Part of a data file:
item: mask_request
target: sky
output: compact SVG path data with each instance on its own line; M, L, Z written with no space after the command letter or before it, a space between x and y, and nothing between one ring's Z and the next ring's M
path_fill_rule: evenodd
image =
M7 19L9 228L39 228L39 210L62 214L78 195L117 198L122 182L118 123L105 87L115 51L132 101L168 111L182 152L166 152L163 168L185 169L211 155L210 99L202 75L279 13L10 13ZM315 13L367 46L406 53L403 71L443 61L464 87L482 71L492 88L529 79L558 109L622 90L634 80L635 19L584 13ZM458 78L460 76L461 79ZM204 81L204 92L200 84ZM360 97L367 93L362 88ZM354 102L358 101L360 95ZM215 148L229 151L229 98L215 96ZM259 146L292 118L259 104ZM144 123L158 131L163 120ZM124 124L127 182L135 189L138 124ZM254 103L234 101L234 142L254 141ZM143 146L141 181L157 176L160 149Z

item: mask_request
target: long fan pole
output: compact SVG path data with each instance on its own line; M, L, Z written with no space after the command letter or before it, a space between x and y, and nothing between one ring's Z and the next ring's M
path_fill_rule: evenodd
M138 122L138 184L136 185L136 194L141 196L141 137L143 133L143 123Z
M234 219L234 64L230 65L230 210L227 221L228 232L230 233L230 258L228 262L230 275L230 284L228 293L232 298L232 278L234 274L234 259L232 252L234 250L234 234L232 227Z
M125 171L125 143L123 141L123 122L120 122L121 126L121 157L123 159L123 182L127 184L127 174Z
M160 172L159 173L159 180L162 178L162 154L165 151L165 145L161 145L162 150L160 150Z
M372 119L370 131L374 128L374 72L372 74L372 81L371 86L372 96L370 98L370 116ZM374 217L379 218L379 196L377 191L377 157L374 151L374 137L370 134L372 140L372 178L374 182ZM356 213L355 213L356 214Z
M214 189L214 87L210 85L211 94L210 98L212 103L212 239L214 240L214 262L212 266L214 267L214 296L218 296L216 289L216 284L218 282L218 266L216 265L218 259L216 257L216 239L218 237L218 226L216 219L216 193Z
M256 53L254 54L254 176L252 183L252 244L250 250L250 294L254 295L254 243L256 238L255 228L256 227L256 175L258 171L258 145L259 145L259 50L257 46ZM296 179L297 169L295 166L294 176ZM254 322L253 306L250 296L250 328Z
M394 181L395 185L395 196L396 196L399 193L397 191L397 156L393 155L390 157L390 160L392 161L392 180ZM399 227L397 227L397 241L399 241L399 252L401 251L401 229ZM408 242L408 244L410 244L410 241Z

Request —
Rewrite the rows above with each "evenodd" changed to "nonzero" and nothing else altered.

Solution for this task —
item: mask_request
target: sky
output: compact SVG path data with each instance on its own line; M, L, Z written with no space after the command letter or before it, a space between x and y, and nothing between one ring's Z and the next ring's M
path_fill_rule: nonzero
image =
M7 19L9 228L39 228L39 210L62 214L78 195L117 198L122 182L118 123L105 87L115 51L132 101L168 111L182 152L166 152L163 168L185 169L211 155L210 99L202 75L279 13L10 13ZM315 13L367 46L406 53L403 71L443 61L464 87L482 71L492 88L529 79L558 109L622 90L634 80L635 19L584 13ZM458 78L460 76L461 79ZM204 81L204 92L200 84ZM360 97L367 93L362 88ZM354 102L358 101L360 95ZM215 148L229 151L229 98L215 96ZM259 146L292 118L259 104ZM144 123L158 131L163 120ZM124 124L127 182L135 189L138 124ZM254 103L234 101L234 142L254 141ZM143 146L141 181L157 176L160 149Z

item: mask_request
target: long fan pole
output: compact SVG path data with each instance on its own line; M, L, Z written with no space after the command letter or before it, a space between x and y, and nothing between one ring's Z and the next ring's M
path_fill_rule: nonzero
M138 122L138 184L136 185L136 194L141 196L141 137L143 133L143 123Z
M234 219L234 64L230 65L230 210L227 221L228 232L230 233L230 258L228 262L230 275L230 284L228 293L232 298L232 278L234 274L234 259L232 252L234 250L234 234L232 227Z
M125 171L125 143L123 141L123 122L120 122L121 126L121 157L123 159L123 182L127 184L127 174Z
M160 172L159 173L159 180L162 178L162 154L165 151L165 145L161 145L162 150L160 150Z
M372 119L370 131L374 128L374 72L372 74L372 81L371 86L372 96L370 98L370 116ZM374 217L379 218L379 196L377 191L377 157L374 151L374 137L370 134L372 140L372 178L374 182ZM356 213L355 213L356 214Z
M214 189L214 87L210 85L211 94L210 98L212 103L212 239L214 240L214 262L212 266L214 267L214 296L218 296L216 289L216 284L218 282L218 266L216 265L218 259L216 257L216 239L218 237L218 226L216 219L216 193Z
M256 53L254 54L254 176L252 183L252 244L250 250L250 294L254 295L254 243L256 238L255 228L256 227L256 175L258 171L258 145L259 145L259 50L257 46ZM296 179L297 169L295 166L294 176ZM254 322L253 306L250 296L250 328Z
M394 181L395 185L395 196L396 196L399 193L397 191L397 156L393 155L390 157L390 160L392 161L392 180ZM399 227L397 227L397 241L399 241L399 252L401 251L401 229ZM408 242L408 244L410 244L410 241Z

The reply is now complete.